* **EXERCISE**: Would you please set down the entries below exactly as shown?

Spatial localization data:

::::

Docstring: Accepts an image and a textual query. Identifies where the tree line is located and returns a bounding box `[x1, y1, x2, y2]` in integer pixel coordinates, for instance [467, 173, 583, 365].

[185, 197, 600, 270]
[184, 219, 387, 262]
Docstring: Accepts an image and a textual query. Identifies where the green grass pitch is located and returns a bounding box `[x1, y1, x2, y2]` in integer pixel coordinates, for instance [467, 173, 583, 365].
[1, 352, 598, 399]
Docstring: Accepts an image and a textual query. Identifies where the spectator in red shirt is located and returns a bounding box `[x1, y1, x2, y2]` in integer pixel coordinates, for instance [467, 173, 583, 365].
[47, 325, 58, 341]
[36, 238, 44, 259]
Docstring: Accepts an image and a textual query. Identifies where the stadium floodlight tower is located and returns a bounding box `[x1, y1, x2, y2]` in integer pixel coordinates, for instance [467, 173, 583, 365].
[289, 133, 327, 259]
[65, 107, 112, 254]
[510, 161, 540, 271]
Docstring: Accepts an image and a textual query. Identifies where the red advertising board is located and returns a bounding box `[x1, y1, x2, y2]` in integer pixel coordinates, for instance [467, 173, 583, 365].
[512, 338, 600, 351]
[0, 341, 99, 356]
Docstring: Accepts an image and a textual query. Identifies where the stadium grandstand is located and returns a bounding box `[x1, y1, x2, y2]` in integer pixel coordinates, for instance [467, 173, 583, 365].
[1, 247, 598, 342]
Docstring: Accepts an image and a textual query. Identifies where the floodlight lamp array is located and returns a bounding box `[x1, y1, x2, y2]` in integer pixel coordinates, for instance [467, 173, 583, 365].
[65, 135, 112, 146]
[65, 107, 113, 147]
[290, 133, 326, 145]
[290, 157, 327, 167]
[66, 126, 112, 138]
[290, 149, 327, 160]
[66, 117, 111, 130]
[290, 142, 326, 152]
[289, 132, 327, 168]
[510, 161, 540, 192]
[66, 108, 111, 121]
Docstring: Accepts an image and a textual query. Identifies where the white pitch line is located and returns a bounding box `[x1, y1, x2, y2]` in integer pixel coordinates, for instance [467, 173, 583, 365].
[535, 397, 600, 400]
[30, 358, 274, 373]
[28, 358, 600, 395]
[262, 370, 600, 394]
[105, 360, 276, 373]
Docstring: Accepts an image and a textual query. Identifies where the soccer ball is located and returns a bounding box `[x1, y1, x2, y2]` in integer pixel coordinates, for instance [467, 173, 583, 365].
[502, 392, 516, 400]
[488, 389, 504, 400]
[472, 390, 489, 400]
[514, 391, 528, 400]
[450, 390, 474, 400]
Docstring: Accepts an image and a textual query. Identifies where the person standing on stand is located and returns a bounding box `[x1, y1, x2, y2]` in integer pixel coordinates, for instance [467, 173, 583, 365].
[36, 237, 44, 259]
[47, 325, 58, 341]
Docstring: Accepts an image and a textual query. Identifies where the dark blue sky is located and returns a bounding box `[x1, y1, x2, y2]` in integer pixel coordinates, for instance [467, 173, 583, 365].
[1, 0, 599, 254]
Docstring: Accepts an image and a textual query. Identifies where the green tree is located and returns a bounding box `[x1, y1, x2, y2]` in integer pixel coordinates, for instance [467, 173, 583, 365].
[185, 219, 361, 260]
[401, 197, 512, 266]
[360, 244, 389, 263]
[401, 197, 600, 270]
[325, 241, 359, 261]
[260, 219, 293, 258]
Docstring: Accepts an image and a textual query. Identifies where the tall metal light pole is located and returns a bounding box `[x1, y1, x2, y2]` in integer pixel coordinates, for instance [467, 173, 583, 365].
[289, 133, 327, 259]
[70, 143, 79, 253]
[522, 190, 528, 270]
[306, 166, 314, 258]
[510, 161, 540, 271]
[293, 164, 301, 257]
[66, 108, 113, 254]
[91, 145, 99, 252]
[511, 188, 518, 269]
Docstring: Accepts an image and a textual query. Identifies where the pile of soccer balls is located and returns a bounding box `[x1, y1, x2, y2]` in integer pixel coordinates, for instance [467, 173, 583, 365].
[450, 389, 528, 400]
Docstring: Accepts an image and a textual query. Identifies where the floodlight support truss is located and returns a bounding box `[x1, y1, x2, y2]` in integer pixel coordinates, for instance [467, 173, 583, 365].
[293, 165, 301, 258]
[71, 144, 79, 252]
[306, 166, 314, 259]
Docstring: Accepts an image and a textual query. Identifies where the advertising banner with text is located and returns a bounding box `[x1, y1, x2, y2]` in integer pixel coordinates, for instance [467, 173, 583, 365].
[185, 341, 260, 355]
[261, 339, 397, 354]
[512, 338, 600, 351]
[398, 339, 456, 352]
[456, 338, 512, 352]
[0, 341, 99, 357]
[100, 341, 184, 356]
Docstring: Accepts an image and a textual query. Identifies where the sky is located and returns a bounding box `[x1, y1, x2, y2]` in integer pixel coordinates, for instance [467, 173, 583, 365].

::::

* **TASK SOLUTION**:
Docstring: Accepts an image and a textual query. Identifies where the tree line is located and returns a bounding box `[x1, y1, x2, y2]` in integer pixel coordinates, for instance [467, 173, 583, 365].

[185, 197, 600, 270]
[184, 219, 387, 262]
Docstring: Accepts an image and a textual query. Identifies where the green grass pitch is located and returns a bounding box `[x1, y1, x2, y2]` in integer pixel coordinates, for instance [467, 173, 583, 365].
[1, 352, 598, 399]
Docstring: Accepts an image and a textual query. Identifies where the spectator in red shirt is located and returns a bounding box `[x1, y1, x2, y2]` in integer pixel coordinates, for instance [467, 173, 583, 365].
[47, 325, 58, 341]
[36, 238, 44, 259]
Docstring: Accepts an image and a textual query. Identifies where the stadium floodlight tower is located and returns a bounding box `[x1, y1, x2, y2]` in integer pixel coordinates, for instance [467, 173, 583, 365].
[289, 133, 327, 259]
[65, 107, 112, 254]
[510, 161, 540, 271]
Docstring: Accepts an image and a textual query. Identifies where the red advertising board is located and returns a bounding box `[x1, y1, x2, y2]` in integer pixel coordinates, for instance [467, 173, 583, 365].
[512, 338, 600, 351]
[0, 341, 99, 356]
Docstring: Accepts an image and a textual query. Identifies where the stadium grandstand is located and returns a bounding box `[x1, y1, x2, y2]` in integer pixel coordinates, for instance [467, 173, 583, 365].
[1, 247, 598, 342]
Docstring: Accepts an image and a textual query. Identifies where the floodlight lamp array is located and returns a bounding box `[x1, y1, x2, y2]` in integer pixel coordinates, for instance [467, 173, 583, 365].
[65, 135, 112, 146]
[65, 107, 113, 147]
[290, 133, 326, 145]
[290, 157, 327, 167]
[66, 126, 112, 138]
[290, 149, 327, 160]
[66, 117, 111, 130]
[290, 142, 326, 152]
[289, 132, 327, 168]
[510, 161, 540, 192]
[66, 108, 111, 121]
Docstring: Accepts an image and a textual query. Identifies where the white pitch line is located and returns a bounding box `[x1, y1, x2, y2]` in integer pixel coordinates, for instance [467, 173, 583, 365].
[535, 397, 600, 400]
[30, 358, 274, 373]
[28, 358, 600, 395]
[262, 370, 600, 394]
[105, 360, 276, 373]
Docstring: Accepts an image and a textual query. Identifies where the soccer ball is located and returns a bounding box `[x1, y1, x2, y2]` in integer pixel coordinates, for instance [467, 173, 583, 365].
[502, 392, 516, 400]
[488, 389, 504, 400]
[472, 390, 489, 400]
[514, 391, 528, 400]
[450, 390, 474, 400]
Docstring: Accepts an image and a textual query. Identifies where the person standing on stand is located and returns a bounding box `[x1, y1, x2, y2]` in integer pixel coordinates, for instance [467, 173, 583, 365].
[36, 237, 44, 259]
[47, 325, 58, 341]
Docstring: Accepts an image and a textual query. Identifies where the dark blue sky is located and returns a bounding box `[x1, y1, x2, y2]` in integer pixel coordinates, for instance [467, 173, 583, 365].
[1, 0, 599, 254]
Docstring: Accepts an image and a textual query. Identifies where the green tree is located and returns a bounding box `[x1, y1, x2, y2]` in integer pixel coordinates, for instance [467, 173, 583, 365].
[185, 219, 361, 260]
[401, 197, 512, 266]
[360, 244, 389, 263]
[401, 197, 600, 270]
[325, 241, 359, 261]
[260, 219, 293, 258]
Docstring: Accepts an image and a textual query. Identifies where the tall metal light pole is located and returns a bounding box `[x1, y1, x2, y2]` in integer pixel coordinates, for instance [467, 173, 583, 365].
[289, 133, 327, 259]
[70, 143, 79, 253]
[522, 190, 528, 270]
[306, 166, 314, 258]
[510, 161, 540, 271]
[293, 164, 301, 257]
[66, 108, 113, 254]
[91, 145, 99, 252]
[511, 188, 518, 269]
Docstring: Accepts an image and a textual query. Identifies where the pile of soccer balls is located and returns a bounding box `[x1, y1, x2, y2]` in integer pixel coordinates, for instance [467, 173, 583, 365].
[450, 389, 528, 400]
Docstring: Accepts an image and a textual query. Identifies where the floodlight support truss is located and returns a bounding box `[x1, y1, x2, y2]` in integer pixel coordinates, for instance [467, 173, 583, 365].
[293, 165, 301, 258]
[71, 144, 79, 252]
[306, 166, 314, 259]
Docstring: Accepts an image and a textual query. Identifies where the advertising banner with text is located and returns a bounding box `[x1, y1, x2, y2]` in integer pixel coordinates, for instance [467, 173, 583, 365].
[185, 341, 260, 355]
[261, 339, 397, 354]
[512, 338, 600, 351]
[398, 339, 456, 352]
[456, 338, 512, 352]
[0, 341, 99, 357]
[100, 341, 184, 356]
Docstring: Accepts an image and a textual query. Identifies where the sky is located and returns a bounding box `[x1, y1, x2, y2]` in integer pixel coordinates, for instance [467, 173, 583, 365].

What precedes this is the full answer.